*Selected excerpt*.
--------------------------------

Faction represented in the Knesset
- 1995–1996: Likud

Personal details
- Born: 19 May 1943 (age 82) Jerusalem, Mandatory Palestine

= Yosef Ahimeir =

Israeli journalist and former politician

Yosef "Yossi" Ahimeir (יוסף "יוסי" אחימאיר; born 19 May 1943) is an Israeli journalist and former politician, chief editor of the Hebrew ideological quarterly HaUmma. Since April 2005 he is also the director-general of the Jabotinsky Institute in Israel. Today, Ahimeir is member of the directorate of Yad Vashem and of International Board of Governors of the Ariel University Center of Samaria.

==Biography==
Ahimeir was born in Jerusalem during the Mandate era, the son of the journalist and historian Abba Ahimeir. He gained a BA from Tel Aviv University and began working as a journalist at HaYom, the Gahal-affiliated newspaper, in 1966. In 1969 he moved to Maariv, where he worked until 1984.

--------------------------------

*Prompt A*.
According to the Yosef Ahimeir excerpt, when did he become director-general of the Jabotinsky Institute in Israel?
*Prompt B*.
Rewrite the stretch of the Yosef Ahimeir excerpt from "Faction represented in" through "Center of Samaria.", swapping "quarterly" for "journal".

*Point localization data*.
--------------------------------

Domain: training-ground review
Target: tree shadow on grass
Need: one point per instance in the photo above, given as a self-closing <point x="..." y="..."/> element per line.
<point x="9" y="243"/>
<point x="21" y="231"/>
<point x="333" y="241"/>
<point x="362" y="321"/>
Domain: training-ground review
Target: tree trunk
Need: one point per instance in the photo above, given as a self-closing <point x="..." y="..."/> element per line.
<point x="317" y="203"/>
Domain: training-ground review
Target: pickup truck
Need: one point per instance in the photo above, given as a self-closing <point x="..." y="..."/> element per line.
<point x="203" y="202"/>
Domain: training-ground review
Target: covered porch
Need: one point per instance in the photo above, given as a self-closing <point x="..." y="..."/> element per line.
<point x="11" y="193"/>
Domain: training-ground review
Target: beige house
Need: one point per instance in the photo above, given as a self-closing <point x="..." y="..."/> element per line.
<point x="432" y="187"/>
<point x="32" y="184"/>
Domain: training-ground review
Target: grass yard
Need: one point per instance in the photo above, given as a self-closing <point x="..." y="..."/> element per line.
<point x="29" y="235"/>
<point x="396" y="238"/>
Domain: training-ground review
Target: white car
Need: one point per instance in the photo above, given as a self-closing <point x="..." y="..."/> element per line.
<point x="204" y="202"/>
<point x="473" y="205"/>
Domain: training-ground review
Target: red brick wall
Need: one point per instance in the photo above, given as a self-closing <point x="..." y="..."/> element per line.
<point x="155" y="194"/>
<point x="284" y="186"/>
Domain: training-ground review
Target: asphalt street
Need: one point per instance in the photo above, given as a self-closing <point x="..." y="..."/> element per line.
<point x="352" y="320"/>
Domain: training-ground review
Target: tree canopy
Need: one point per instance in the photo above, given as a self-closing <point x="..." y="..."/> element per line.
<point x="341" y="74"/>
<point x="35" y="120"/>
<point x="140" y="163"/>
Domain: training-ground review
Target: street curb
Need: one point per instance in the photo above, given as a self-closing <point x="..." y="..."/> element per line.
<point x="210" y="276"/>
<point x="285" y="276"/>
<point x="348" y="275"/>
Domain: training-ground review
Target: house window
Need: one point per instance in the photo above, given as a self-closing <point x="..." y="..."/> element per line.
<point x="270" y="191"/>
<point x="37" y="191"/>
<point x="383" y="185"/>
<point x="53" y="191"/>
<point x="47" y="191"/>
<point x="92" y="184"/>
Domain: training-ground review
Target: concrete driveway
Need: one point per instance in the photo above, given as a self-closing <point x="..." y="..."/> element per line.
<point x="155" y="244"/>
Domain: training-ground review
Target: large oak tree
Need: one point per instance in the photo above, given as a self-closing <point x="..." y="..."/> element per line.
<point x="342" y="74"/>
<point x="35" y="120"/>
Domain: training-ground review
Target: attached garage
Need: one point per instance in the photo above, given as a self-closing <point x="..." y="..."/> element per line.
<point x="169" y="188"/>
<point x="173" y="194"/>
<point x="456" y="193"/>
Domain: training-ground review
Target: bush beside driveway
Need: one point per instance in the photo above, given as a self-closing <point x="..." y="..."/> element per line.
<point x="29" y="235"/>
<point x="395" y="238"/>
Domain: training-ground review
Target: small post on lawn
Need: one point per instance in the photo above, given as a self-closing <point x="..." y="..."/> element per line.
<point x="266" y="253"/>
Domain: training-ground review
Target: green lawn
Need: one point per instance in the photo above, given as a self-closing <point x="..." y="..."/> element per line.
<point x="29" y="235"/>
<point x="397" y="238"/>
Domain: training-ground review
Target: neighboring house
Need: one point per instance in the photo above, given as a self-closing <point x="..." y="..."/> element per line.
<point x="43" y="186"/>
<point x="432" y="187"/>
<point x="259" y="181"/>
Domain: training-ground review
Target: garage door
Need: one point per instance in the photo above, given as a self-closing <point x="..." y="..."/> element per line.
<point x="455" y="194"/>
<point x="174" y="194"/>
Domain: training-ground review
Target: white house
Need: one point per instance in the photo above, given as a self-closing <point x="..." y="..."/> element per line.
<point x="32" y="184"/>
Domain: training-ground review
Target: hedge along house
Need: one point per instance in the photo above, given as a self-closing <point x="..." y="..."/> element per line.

--------------------------------

*Final answer A*.
April 2005.

*Final answer B*.
Faction represented in the Knesset
- 1995–1996: Likud

Personal details
- Born: 19 May 1943 (age 82) Jerusalem, Mandatory Palestine

= Yosef Ahimeir =

Israeli journalist and former politician

Yosef "Yossi" Ahimeir (יוסף "יוסי" אחימאיר; born 19 May 1943) is an Israeli journalist and former politician, chief editor of the Hebrew ideological journal HaUmma. Since April 2005 he is also the director-general of the Jabotinsky Institute in Israel. Today, Ahimeir is member of the directorate of Yad Vashem and of International Board of Governors of the Ariel University Center of Samaria.